▸ **Task brief**
Every line that includes the word "shrub" needs to be copied from the listing.

▸ **Listed entries**

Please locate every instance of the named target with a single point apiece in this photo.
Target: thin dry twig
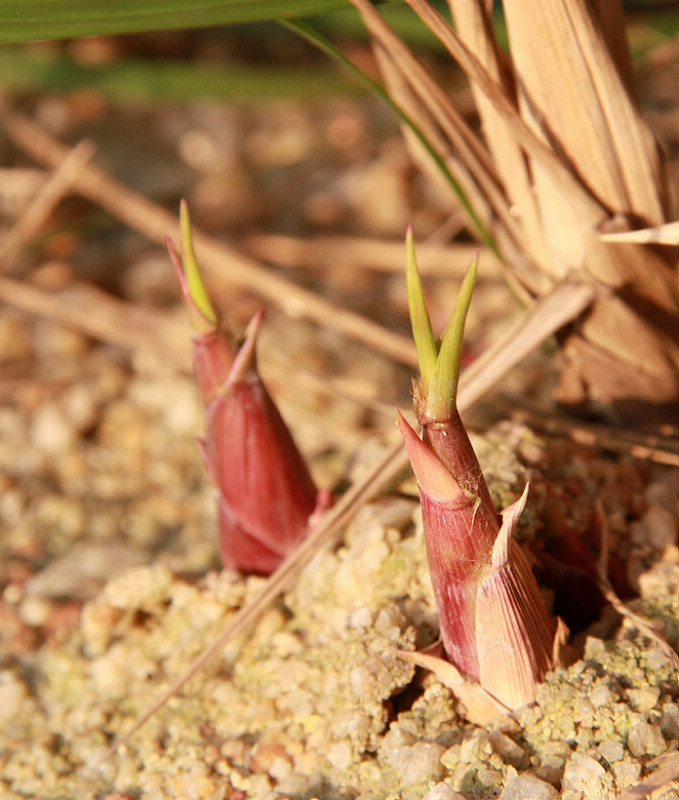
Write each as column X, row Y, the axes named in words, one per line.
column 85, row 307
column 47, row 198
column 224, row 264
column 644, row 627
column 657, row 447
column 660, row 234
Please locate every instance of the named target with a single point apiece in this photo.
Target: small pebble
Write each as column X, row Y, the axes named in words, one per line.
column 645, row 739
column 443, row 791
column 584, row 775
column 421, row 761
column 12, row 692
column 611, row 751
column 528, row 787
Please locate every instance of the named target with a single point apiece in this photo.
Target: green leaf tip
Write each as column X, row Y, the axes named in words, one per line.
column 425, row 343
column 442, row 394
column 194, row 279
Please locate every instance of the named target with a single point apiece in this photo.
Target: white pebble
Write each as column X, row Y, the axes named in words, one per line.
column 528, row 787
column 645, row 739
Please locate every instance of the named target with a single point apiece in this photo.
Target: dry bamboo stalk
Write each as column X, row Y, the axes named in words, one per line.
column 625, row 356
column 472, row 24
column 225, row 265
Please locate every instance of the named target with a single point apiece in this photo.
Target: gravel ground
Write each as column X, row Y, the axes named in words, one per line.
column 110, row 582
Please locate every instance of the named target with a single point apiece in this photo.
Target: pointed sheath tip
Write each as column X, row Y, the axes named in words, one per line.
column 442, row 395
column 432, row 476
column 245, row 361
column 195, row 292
==
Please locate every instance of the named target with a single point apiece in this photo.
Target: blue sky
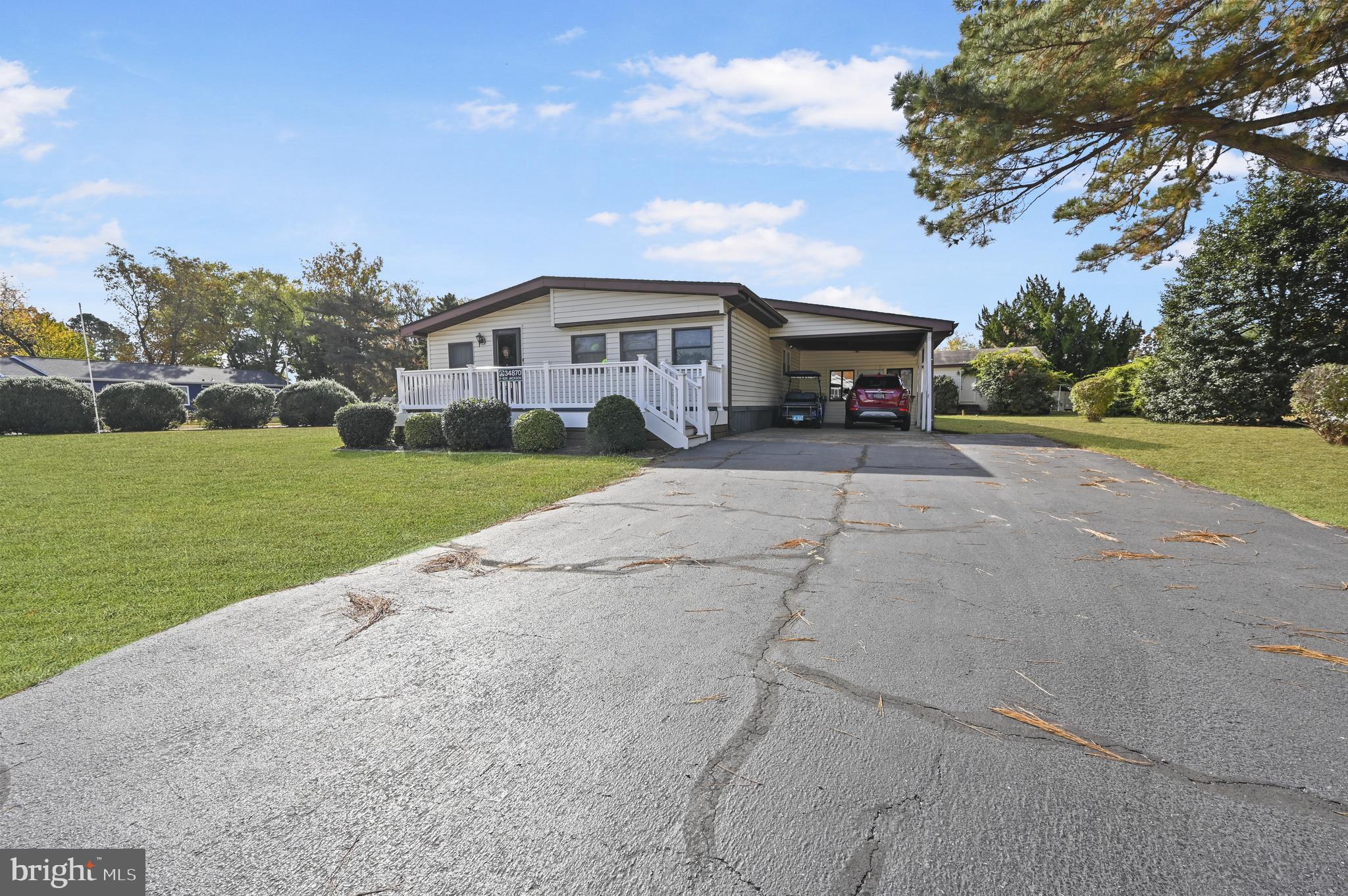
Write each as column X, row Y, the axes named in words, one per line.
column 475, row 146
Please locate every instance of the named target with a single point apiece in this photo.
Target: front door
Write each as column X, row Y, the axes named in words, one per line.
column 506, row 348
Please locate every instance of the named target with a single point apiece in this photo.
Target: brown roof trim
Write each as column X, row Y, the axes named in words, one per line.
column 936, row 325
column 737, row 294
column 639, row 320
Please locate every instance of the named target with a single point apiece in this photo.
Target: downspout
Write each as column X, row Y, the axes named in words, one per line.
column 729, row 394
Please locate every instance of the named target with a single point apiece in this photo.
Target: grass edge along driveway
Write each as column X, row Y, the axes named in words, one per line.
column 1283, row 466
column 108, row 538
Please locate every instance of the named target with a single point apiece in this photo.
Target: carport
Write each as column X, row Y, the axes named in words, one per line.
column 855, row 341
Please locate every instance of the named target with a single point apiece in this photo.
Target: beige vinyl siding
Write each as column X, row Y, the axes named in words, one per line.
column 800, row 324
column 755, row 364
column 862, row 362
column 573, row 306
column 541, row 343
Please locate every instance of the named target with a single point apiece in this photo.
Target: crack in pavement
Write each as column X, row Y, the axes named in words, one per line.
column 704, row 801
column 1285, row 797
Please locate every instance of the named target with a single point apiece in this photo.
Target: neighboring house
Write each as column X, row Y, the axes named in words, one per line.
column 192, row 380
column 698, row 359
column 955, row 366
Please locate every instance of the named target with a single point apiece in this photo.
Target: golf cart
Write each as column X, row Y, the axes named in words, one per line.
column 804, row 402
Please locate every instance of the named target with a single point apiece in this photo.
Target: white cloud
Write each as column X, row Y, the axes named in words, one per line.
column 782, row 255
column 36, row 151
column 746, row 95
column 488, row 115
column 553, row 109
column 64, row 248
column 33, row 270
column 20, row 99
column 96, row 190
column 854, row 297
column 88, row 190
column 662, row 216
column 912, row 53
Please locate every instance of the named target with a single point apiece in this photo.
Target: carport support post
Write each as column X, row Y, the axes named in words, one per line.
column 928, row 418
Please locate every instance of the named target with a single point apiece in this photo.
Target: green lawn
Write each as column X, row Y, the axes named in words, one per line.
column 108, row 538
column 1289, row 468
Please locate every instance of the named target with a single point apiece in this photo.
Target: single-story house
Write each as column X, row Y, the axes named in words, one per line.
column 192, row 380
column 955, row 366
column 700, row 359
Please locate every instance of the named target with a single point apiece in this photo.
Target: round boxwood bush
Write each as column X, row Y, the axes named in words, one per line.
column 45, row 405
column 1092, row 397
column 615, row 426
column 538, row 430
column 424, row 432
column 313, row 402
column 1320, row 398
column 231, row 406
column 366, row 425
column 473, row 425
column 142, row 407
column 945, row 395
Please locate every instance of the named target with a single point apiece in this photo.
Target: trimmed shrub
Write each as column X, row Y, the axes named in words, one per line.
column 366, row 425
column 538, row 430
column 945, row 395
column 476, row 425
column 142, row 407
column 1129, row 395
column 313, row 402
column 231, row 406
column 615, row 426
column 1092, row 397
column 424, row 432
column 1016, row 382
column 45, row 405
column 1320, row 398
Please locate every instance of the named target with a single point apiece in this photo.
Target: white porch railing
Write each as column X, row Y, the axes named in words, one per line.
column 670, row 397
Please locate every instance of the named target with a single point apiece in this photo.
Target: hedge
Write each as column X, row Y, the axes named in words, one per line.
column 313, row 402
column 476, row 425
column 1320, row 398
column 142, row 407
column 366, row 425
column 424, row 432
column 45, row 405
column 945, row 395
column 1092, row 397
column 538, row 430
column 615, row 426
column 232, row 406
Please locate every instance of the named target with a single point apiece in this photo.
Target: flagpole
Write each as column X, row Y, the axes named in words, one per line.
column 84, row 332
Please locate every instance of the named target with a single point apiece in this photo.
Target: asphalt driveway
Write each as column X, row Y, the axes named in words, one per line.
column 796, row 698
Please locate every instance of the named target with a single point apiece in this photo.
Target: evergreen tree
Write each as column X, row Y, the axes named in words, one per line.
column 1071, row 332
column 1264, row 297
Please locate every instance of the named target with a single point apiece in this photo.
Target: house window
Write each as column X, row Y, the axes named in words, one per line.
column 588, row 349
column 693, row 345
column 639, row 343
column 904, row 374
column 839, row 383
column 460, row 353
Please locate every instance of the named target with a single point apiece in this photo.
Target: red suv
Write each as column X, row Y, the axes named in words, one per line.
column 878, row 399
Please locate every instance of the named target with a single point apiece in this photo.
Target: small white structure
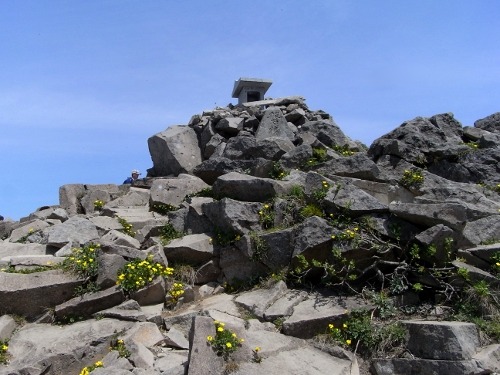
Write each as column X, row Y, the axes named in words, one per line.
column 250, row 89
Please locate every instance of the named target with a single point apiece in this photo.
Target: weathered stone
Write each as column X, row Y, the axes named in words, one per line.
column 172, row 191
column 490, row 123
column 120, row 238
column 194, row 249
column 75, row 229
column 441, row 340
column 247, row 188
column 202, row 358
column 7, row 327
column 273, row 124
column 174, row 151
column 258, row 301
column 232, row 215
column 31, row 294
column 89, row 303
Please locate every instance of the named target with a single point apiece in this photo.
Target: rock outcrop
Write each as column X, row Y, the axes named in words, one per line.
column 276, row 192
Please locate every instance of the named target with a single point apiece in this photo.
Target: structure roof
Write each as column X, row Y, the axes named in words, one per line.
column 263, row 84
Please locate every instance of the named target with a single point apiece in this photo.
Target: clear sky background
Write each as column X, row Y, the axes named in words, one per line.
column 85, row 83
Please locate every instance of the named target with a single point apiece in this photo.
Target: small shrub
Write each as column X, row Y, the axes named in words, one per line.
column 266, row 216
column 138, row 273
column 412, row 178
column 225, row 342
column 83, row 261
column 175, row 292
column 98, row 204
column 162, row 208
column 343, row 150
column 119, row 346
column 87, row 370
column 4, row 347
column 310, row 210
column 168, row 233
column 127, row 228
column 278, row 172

▸ **Written answer**
Target: trimmed shrub
Target: small shrub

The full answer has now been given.